Document section -
START
- Theatrical release poster
- Directed by: Dito Montiel
- Written by: John Pollono
- Produced by: Noah Rothman; Sarah Gabriel; Marc Goldberg; Adam Paulsen;
- Starring: Jennifer Coolidge; Ed Harris; Gabrielle Union; Lewis Pullman; Miles J. Harvey; Emanuela Postacchini; Michael Angelo Covino; Pete Davidson; Bill Murray;
- Cinematography: Xavier Grobet
- Edited by: Tim Streeto
- Music by: Adam Taylor
- Production companies: Canopy Pictures; Signature Films;
- Distributed by: Roadside Attractions; Grindstone Entertainment Group;
- Release dates: September 9, 2024 (Toronto); February 28, 2025 (United States);
- Running time: 103 minutes
- Country: United States
- Language: English
- Box office: $1.9 million

= Riff Raff (2024 film) =

Film by Dito Montiel

Riff Raff is a 2024 American crime comedy film directed by Dito Montiel and written by John Pollono. Starring Jennifer Coolidge, Ed Harris, Gabrielle Union, Lewis Pullman, Miles J. Harvey, Emanuela Postacchini, Michael Angelo Covino, Pete Davidson, and Bill Murray, the film follows Vincent Gauthier (Harris), an ex-criminal living a quiet life with his wife Sandy (Union) and stepson DJ (Harvey). While celebrating the holidays at their vacation home in Yarmouth, Maine, they must contend with the unexpected arrival of Vincent's ex-wife Ruth (Coolidge), their son Rocco (Pullman), and his pregnant girlfriend Marina (Postacchini).

Riff Raff premiered in the Special Presentations section at the Toronto International Film Festival on September 9, 2024, and was theatrically released in the United States on February 28, 2025, to mixed reviews from critics.

== Plot ==

Before starting college, DJ spends the holidays with his mother Sandy and elderly stepfather Vincent at their vacation home in rural Maine. Vincent confides to DJ that his birth father, who died before DJ was born, had been cheating on his mother, and that Sandy deserved better.

During the night, DJ's stepbrother and Vincent's oldest son Rocco unexpectedly arrives, along with Rocco's heavily pregnant girlfriend Marina and his mother Ruth. The next day is very awkward, and secrets spill out as agitations amongst the blended family arise.

Ruth unsuccessfully propositions Vincent. Rocco tells DJ how he fell in love with Marina at first sight. Ruth recounts how criminals Leftie and Lonnie threatened her at her apartment while trying to find Rocco. Rocco explains to Vincent the trouble he's in, having killed gangster Johnny while Johnny was drunkenly threatening to kill Marina, Johnny's ex-girlfriend. Believing that they are safe, as the vacation home is owned through an alias, Vincent promises to get Rocco money the next day so that he and Marina can disappear and start a new life.
END
Given instruction 1 -
Rewrite the entries from the line containing "Q: For each instance of the yellow" down through the end of the entries, replacing "purple jacket" with "violet jacket" and keeping everything else unchanged. Omit the pictures from your version.

Supplied information -
START
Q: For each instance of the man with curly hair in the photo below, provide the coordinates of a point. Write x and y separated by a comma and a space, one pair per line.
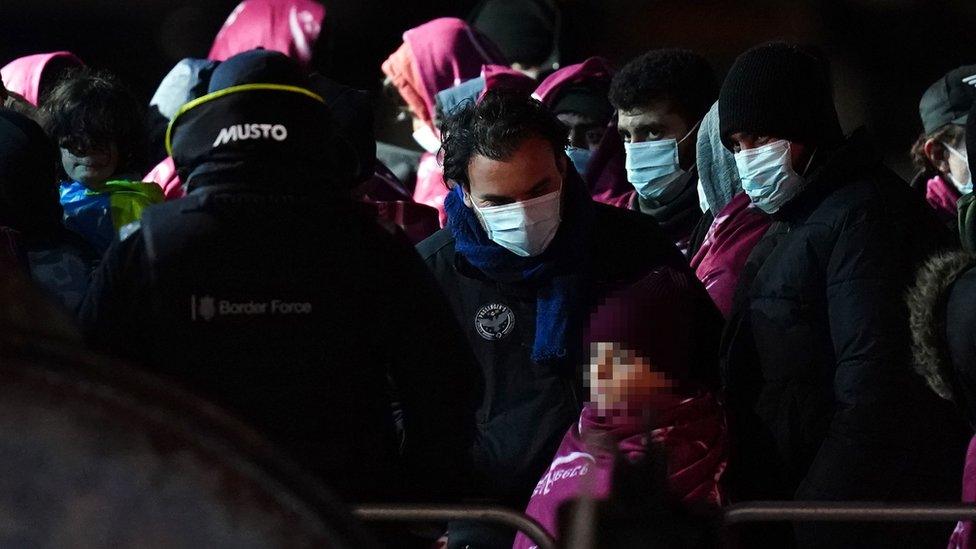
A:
661, 98
525, 256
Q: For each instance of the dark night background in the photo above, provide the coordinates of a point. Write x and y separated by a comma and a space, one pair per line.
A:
884, 52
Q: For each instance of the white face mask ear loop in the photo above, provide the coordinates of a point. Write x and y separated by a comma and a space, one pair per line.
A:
691, 131
809, 162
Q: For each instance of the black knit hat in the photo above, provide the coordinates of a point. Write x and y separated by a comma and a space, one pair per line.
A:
780, 90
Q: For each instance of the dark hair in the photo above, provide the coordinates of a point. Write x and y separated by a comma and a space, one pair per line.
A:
495, 127
953, 134
680, 76
89, 109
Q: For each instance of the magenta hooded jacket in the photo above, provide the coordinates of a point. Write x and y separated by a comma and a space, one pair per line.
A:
728, 243
23, 75
436, 56
289, 26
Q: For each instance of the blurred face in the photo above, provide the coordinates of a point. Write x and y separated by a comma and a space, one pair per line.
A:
744, 141
658, 120
959, 163
621, 380
92, 167
584, 132
533, 170
951, 159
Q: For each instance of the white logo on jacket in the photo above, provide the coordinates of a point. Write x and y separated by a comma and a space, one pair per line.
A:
555, 474
242, 132
207, 308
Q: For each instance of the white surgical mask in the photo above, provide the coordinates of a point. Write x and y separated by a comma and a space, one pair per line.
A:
424, 136
524, 228
767, 175
580, 158
966, 186
653, 167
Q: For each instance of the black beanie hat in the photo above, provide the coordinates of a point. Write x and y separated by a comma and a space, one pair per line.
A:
589, 100
525, 31
780, 90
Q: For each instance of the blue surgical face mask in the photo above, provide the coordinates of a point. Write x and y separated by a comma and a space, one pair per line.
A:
652, 166
767, 175
964, 187
580, 158
524, 228
702, 199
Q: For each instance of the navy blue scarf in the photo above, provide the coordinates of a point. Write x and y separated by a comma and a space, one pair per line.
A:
557, 273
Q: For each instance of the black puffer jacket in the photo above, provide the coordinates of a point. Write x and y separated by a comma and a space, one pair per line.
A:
823, 398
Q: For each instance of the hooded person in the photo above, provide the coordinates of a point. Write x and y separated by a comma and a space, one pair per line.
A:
527, 33
966, 206
940, 152
943, 323
30, 216
292, 27
640, 400
266, 289
433, 57
737, 224
32, 77
577, 94
661, 98
99, 127
847, 418
525, 254
186, 81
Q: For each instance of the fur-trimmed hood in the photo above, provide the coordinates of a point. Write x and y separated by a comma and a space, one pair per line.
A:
928, 301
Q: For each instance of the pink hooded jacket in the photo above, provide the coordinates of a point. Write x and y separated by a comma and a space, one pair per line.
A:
433, 57
23, 76
730, 240
692, 434
289, 26
606, 177
963, 536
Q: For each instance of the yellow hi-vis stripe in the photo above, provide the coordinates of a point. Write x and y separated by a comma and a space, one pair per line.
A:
227, 91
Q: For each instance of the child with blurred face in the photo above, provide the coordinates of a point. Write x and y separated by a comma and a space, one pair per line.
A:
99, 128
645, 396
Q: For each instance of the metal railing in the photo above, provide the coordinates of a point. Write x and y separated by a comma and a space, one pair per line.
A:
486, 514
847, 511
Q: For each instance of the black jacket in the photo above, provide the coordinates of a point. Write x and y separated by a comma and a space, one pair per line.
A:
823, 398
296, 313
527, 408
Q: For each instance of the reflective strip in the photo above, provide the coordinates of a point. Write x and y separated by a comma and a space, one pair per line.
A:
227, 91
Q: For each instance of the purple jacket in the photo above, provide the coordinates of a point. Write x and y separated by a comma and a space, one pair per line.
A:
606, 177
962, 537
730, 239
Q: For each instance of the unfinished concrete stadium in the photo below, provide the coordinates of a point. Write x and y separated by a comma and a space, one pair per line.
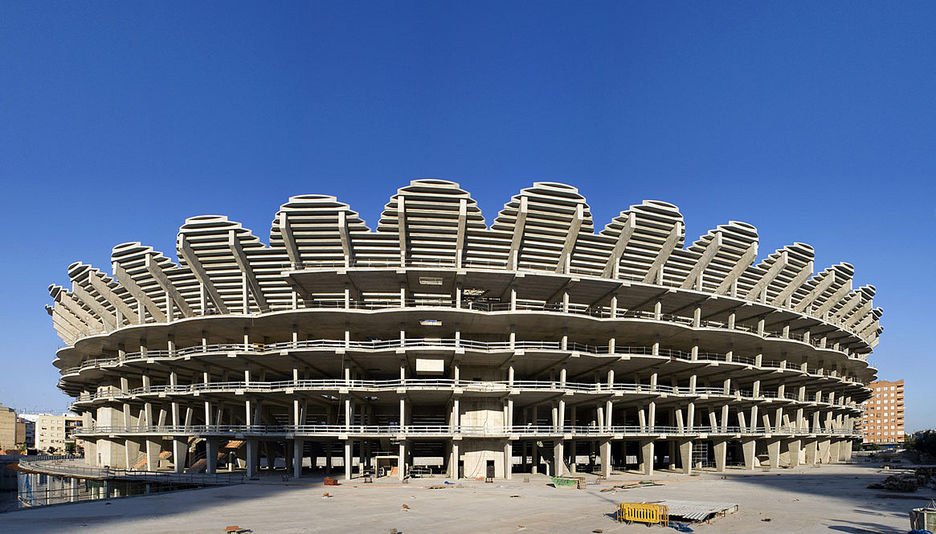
END
Given instruction 2 -
According to the article on the film Riff Raff, who wrote the film?

Full output 1 -
Q: For each instance of the yellow hi-vis stripe in the photo above, provide the coordinates of a point. Write x and y separated by a comma and a space, one pair per line.
A:
227, 91
Q: For each instance of the child with blurred face in the photo above, provide the coordinates of a point. Write x and y separated by a comma and a space, one pair per line.
A:
99, 128
645, 396
Q: For each instance of the metal railing in the photo above, provide the coordinates of a point. Write x and y separated by a comma and a space, one pair per line.
A:
486, 514
847, 511
Q: For each instance of the black jacket in the photo above, provide the coordinates of a point. Write x and y separated by a comma and a space, one pair per line.
A:
823, 398
296, 313
527, 408
Q: For each instance of the reflective strip in the photo above, provide the coordinates of a point. Write x and y separated by a comma and a space, one pair per line.
A:
227, 91
Q: For each instance of the violet jacket in the photo above, provide the coordinates of a point. Write x and y separated by a comma and a space, one pair per line.
A:
606, 177
962, 537
730, 239
Q: For each instance of the unfinished concrete stadium in the photo below, provide the coordinates of a point. Write x and y separated by a comma and a space, one pair per line.

Full output 2 -
John Pollono